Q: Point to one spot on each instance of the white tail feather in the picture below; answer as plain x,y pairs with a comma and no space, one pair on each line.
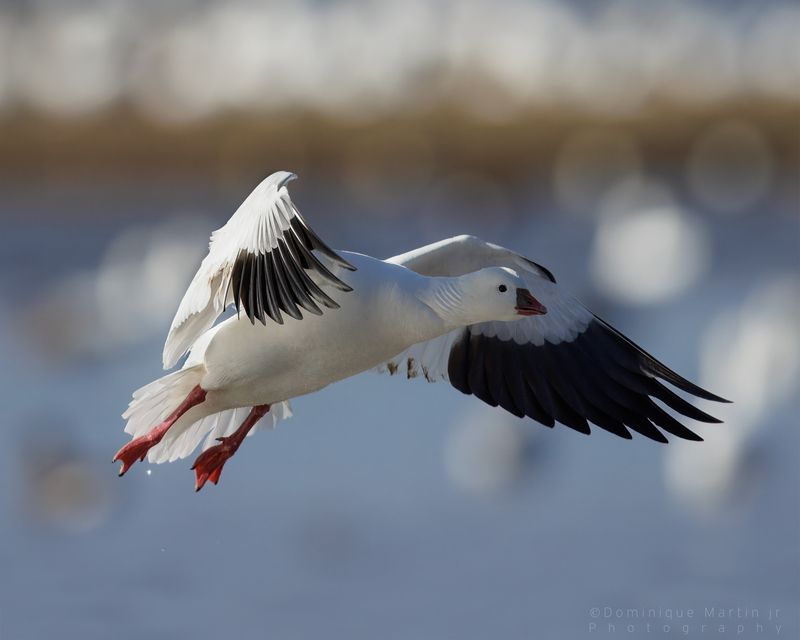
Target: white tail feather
155,401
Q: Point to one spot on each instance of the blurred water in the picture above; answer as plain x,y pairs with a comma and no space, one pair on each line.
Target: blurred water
345,522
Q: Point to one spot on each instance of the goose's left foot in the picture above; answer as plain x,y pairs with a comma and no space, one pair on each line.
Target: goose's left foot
208,466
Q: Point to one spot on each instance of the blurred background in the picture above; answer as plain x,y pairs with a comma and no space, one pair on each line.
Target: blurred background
647,153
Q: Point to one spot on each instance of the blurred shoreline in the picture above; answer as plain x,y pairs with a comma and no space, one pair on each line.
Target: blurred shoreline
237,148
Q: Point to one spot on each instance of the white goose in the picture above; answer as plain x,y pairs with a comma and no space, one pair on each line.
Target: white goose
493,323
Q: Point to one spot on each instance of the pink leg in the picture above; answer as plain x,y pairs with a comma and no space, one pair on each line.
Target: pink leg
209,464
137,448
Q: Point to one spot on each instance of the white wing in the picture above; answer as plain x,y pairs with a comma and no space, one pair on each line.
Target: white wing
567,365
263,261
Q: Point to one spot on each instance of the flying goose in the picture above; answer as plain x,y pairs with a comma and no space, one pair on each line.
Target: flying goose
491,322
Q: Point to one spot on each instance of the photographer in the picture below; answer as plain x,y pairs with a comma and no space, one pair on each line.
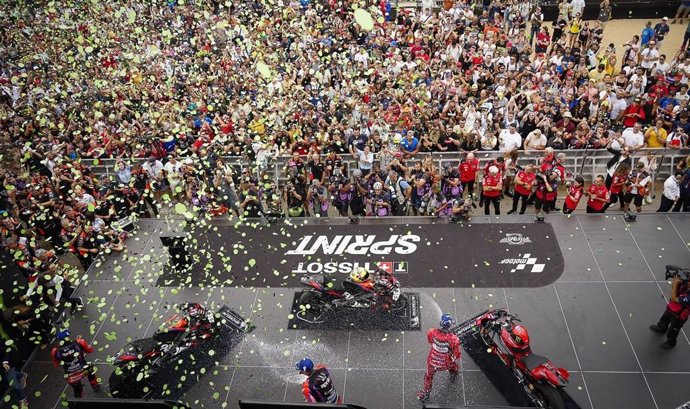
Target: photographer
400,192
379,202
677,310
294,195
339,187
547,186
468,169
359,190
524,180
636,187
450,181
317,197
492,185
439,204
420,192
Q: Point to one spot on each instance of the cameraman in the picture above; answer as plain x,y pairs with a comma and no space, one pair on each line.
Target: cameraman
492,186
452,187
677,311
339,187
379,202
400,192
358,193
420,192
547,186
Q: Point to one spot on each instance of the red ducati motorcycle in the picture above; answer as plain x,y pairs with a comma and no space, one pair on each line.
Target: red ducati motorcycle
323,295
140,360
509,341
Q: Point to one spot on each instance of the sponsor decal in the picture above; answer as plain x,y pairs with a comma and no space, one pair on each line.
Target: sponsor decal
525,262
516,239
355,244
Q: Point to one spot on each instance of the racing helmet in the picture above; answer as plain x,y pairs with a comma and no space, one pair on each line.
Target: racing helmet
446,321
305,365
684,300
63,334
359,275
520,335
195,310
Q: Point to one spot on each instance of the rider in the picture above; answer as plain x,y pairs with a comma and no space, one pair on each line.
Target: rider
192,316
318,387
516,339
445,350
361,282
676,313
71,355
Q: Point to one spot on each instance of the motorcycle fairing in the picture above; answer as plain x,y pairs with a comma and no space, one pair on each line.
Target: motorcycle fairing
533,361
541,373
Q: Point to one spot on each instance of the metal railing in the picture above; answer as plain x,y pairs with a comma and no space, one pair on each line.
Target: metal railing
....................
**WORK INSTRUCTIONS:** Retype the data in full. Images do not go in the copy.

**SOLUTION TO THE PROBLEM:**
Q: Point to one spot on each instance of the white tail feather in the picture below; answer as plain x,y pairs with a comma and no space, one pair on each line.
Target: white tail feather
155,401
Q: Point to one spot on each instance of the blurred water in the picture above; answer as plain x,y pairs with a comma and no space, one pair on each line.
Target: blurred water
345,522
Q: Point to one spot on each instance of the goose's left foot in the picture above; answer as plain x,y pairs with a comma and no space, one pair on each line.
Target: goose's left foot
208,466
Q: Point to one spot on each instance of the blurred background in the picture above; answer as plain x,y pairs with a comma and no space, one pair on each line.
Target: blurred background
647,153
Q: Point to one spot on each instance of the blurred shoreline in the picture above; answer as plain x,y pairs with a comma and no space, one pair on each line.
Target: blurred shoreline
237,148
Q: Point to one spot on each instance of the white goose in the picture above; answer as plain x,y pairs with a comma and no space, one pair on each line.
Target: white goose
493,323
Q: Point to one spot on each instance of the pink leg in the picture above; answer as plain x,y pairs with a comma and no space, one pair on each line.
Target: pink leg
209,464
137,448
Q: Point to one spot on each instance of the white wing in the picture above; answer as plain x,y pairs with a comma and no space, one pair on each line.
Target: white wing
567,365
263,261
Q: Point to one spot on each instance of the flying goose in the picture above; answer as plain x,y pairs with a comma and no space, one pair on each line.
Target: flying goose
491,322
Q: Point to one spot on each instance of the photographer in the picture below; answer as plain x,y pairs with a comma and no space, one pair on each line.
Target: photographer
400,192
379,202
677,310
294,195
339,187
547,186
468,169
359,190
524,180
636,187
450,181
317,197
492,185
439,204
420,192
Q: Point to one spot on each instance of the cameraman in the picture above; answer as plain x,y pairs with a comma and no space, one pair on each line.
Target: cameraman
492,186
452,187
677,311
339,187
379,202
400,192
358,193
420,192
547,186
Q: Point to one spot on each instance of the red ducati motorcycle in the picture above; answer as plain x,y pairs with a comma and no space, one pair on each line.
Target: red ducati motorcycle
323,295
140,360
509,341
Q: Point to one spot on each instance of the sponsor decal in the picture above; answer as plain x,y pairs with a comma and no space, one pair on each line.
Target: sponsor decal
525,262
516,239
355,244
Q: Point to one spot on each instance of the racing helmet in the picture above; answer as plain x,y pairs with a comma and no space, one pair on each line.
Target: racing helmet
446,321
305,365
684,300
63,334
359,275
520,335
195,310
Q: Point to one spot on each instance of the rider in the picture above; answer as plain x,y pairs with a comma and no space, one pair on each line.
Target: rider
192,316
318,387
516,339
445,350
361,282
676,313
71,355
Q: Point to one spot on each instance of the motorcycle fairing in the picture above; answer as plain x,y pairs with a comma and no space, one pair on each line.
Target: motorcycle fairing
533,361
541,373
Q: Point to one spot on each instance of the metal railing in the picture above; answer as plain x,y pairs with a comma and no space, one pair on each line.
Target: metal railing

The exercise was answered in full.